+++ Texte fourni
Dans les années 1330, la Commune de Sienne est mise en péril par la « seigneurie », ce pouvoir personnel qui subvertit les principes républicains de la cité. Comment contrarier la tyrannie, asphyxier le foyer de la guerre et réapprendre l’art de vivre ensemble ? La commune politique doit convaincre: le meilleur gouvernement n’est pas la sagesse des préceptes qui l’inspirent, mais ses fruits concrets, tangibles pour chacun. Ces aspects étudiés dans un ouvrage paru en 2013 emblématisent la position de l’intellectuel1.
Une leçon inaugurale est un exercice convenu, avec ses passages obligés. Mais cela ne suffit pas au chercheur, à l’expression bien choisie. Il convertit le moment en credo: l’Histoire ne doit pas se contenter de relater la manière dont les pouvoirs se sont ancrés (les rois, la formation des États), mais aussi – et surtout – évoquer les tentatives expérimentales d’une autre organisation de la cité, même si elles ont échoué. Ces « expérimentations politiques », fourmillantes dans l’Italie des Trecento et Quattrocento, l’historien s’y montre attentif. Elles lui disent d’autres mondes possibles: « Ce que peut l’histoire, c’est aussi de faire droit aux futurs non advenus, à ses potentialités inabouties. »
++++++
+++ Extraits des données
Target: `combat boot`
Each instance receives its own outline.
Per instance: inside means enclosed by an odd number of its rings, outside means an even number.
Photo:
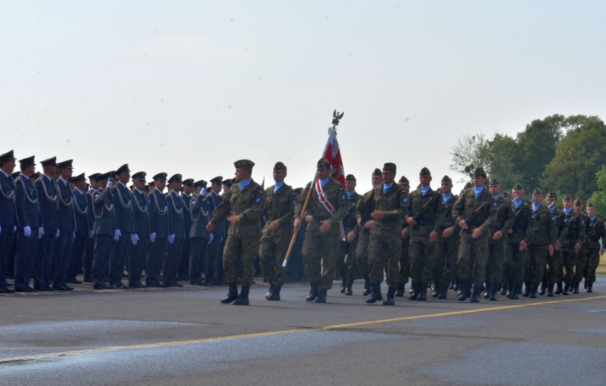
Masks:
[[[536,290],[538,288],[538,283],[532,283],[531,284],[531,293],[530,298],[536,299]]]
[[[381,295],[381,283],[373,284],[373,293],[371,293],[371,296],[368,296],[368,299],[366,299],[366,303],[368,304],[373,304],[373,303],[376,303],[377,301],[382,300],[383,296]]]
[[[413,283],[410,285],[410,296],[408,296],[408,300],[415,301],[417,300],[417,297],[419,296],[419,291],[420,291],[420,283],[415,282]]]
[[[318,290],[319,288],[319,285],[317,283],[311,283],[311,288],[309,288],[309,294],[307,295],[307,297],[305,298],[305,300],[307,301],[314,301],[316,300],[316,297],[318,296]]]
[[[402,298],[404,296],[404,284],[398,284],[395,286],[395,296]]]
[[[242,286],[242,288],[240,290],[240,296],[232,304],[234,306],[248,306],[248,290],[250,289],[250,287]]]
[[[272,293],[265,298],[268,301],[280,301],[280,290],[282,286],[274,286],[274,288],[272,289]]]
[[[393,306],[395,301],[393,299],[395,295],[395,287],[390,286],[387,290],[387,298],[383,301],[383,306]]]
[[[425,301],[427,300],[427,285],[421,282],[419,283],[419,295],[417,296],[417,300]]]
[[[223,304],[229,304],[238,298],[238,285],[235,283],[229,283],[229,291],[228,296],[221,299],[221,303]]]
[[[326,303],[326,291],[328,290],[326,288],[322,288],[318,292],[318,296],[316,298],[316,303]]]
[[[474,292],[472,293],[472,298],[469,299],[470,303],[479,303],[479,294],[482,292],[482,288],[479,286],[474,285]]]
[[[351,286],[354,285],[353,280],[348,280],[347,283],[345,284],[345,294],[348,296],[351,296],[354,295],[354,291],[351,291]]]

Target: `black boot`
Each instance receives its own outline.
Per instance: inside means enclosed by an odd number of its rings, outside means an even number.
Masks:
[[[312,288],[309,288],[309,294],[307,295],[307,297],[305,298],[305,300],[307,301],[314,301],[314,300],[316,300],[316,297],[318,296],[319,285],[317,283],[311,283],[310,286]]]
[[[382,301],[383,296],[381,295],[381,283],[376,283],[373,284],[373,293],[371,293],[371,296],[368,296],[368,298],[366,299],[366,303],[368,304],[373,304],[373,303],[376,303],[378,301]]]
[[[238,286],[235,283],[229,283],[229,291],[225,298],[221,299],[221,303],[223,304],[229,304],[238,298]]]
[[[474,285],[474,292],[472,293],[472,298],[469,299],[469,302],[479,303],[480,292],[482,292],[480,286]]]
[[[402,298],[404,296],[404,284],[398,284],[395,286],[395,296]]]
[[[425,283],[419,283],[419,296],[417,296],[417,300],[421,301],[427,300],[427,285]]]
[[[532,284],[531,284],[530,298],[531,298],[531,299],[536,299],[536,296],[537,296],[536,290],[537,289],[538,289],[538,283],[533,283]]]
[[[354,284],[353,280],[348,280],[347,283],[345,284],[345,294],[348,296],[351,296],[354,295],[354,291],[351,291],[351,286]]]
[[[274,288],[272,289],[272,293],[266,298],[268,301],[279,301],[280,288],[282,288],[282,286],[274,286]]]
[[[362,295],[368,296],[372,291],[372,286],[371,285],[371,281],[368,280],[368,276],[364,275],[364,289],[362,291]]]
[[[395,296],[395,287],[389,287],[387,290],[387,298],[383,301],[383,306],[393,306],[395,304],[395,301],[393,297]]]
[[[326,288],[321,289],[319,292],[318,292],[318,296],[316,298],[316,303],[326,303],[326,291],[328,290]]]

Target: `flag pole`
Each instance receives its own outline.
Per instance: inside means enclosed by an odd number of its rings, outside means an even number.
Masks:
[[[336,130],[336,125],[339,125],[339,121],[343,118],[343,114],[344,113],[341,113],[339,114],[336,110],[332,113],[332,127],[329,132],[329,139],[326,141],[326,145],[324,147],[324,151],[322,152],[322,157],[324,157],[328,150],[328,147],[330,143],[330,135],[333,132]],[[305,197],[305,202],[303,203],[303,207],[301,209],[301,213],[299,214],[299,219],[302,221],[303,221],[303,214],[305,213],[305,211],[307,210],[307,204],[309,203],[309,199],[312,197],[312,191],[314,189],[314,185],[316,183],[317,178],[318,178],[317,173],[314,173],[314,179],[309,185],[309,190],[307,191],[307,196]],[[290,258],[290,254],[292,252],[292,248],[294,246],[294,241],[297,241],[297,233],[299,233],[298,231],[297,232],[292,232],[292,237],[290,239],[290,244],[288,244],[288,250],[286,251],[286,256],[284,256],[284,263],[282,264],[282,267],[286,267],[286,265],[288,264],[288,259]]]

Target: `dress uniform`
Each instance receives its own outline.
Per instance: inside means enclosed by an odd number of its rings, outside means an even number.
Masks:
[[[249,303],[248,293],[253,284],[255,259],[259,253],[265,192],[250,178],[255,162],[240,160],[233,165],[235,183],[213,212],[213,218],[206,229],[212,231],[223,219],[231,223],[223,256],[223,275],[229,285],[229,293],[221,303],[243,306]],[[242,289],[238,296],[236,262],[240,259]]]

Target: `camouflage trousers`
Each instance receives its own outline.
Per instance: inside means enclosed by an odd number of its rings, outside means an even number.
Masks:
[[[408,255],[410,256],[410,281],[431,283],[433,279],[433,261],[435,243],[430,244],[429,235],[424,240],[410,239]]]
[[[473,239],[471,232],[462,231],[457,258],[457,275],[459,280],[469,280],[471,283],[482,286],[486,274],[488,255],[488,238]]]
[[[410,237],[400,239],[402,251],[400,253],[400,271],[398,273],[398,284],[404,286],[408,283],[410,277],[410,255],[408,254],[408,247],[410,245]]]
[[[334,266],[341,255],[341,235],[330,231],[320,233],[319,225],[307,225],[303,241],[303,265],[310,284],[317,283],[320,289],[332,288]]]
[[[292,235],[281,237],[262,237],[259,258],[263,278],[275,286],[286,281],[286,268],[282,267]]]
[[[382,282],[385,270],[387,285],[395,287],[398,284],[401,248],[399,233],[395,236],[371,235],[368,242],[368,277],[371,283]]]
[[[450,284],[457,266],[459,238],[452,235],[449,239],[438,239],[434,249],[433,281]]]
[[[545,244],[530,244],[526,247],[524,259],[524,281],[526,283],[540,284],[543,279],[543,270],[549,253]]]
[[[243,286],[253,285],[255,259],[259,253],[259,237],[238,237],[229,235],[223,249],[223,277],[228,283],[235,283],[238,263],[240,265],[240,283]]]

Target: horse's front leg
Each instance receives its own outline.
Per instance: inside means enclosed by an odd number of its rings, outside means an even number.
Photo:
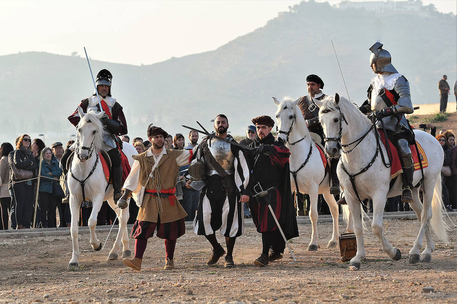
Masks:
++++++
### Exercice proposé
Répondez aux questions suivantes d'après le texte fourni.
1. Quelle commune est mise en péril par la « seigneurie » dans les années 1330 ?
2. En quelle année a paru l'ouvrage qui étudie ces aspects ?
3. Dans l'Italie de quelles périodes les « expérimentations politiques » sont-elles dites fourmillantes ?

### Réponse correcte
1. La Commune de Sienne.
2. En 2013.
3. Le Trecento et le Quattrocento.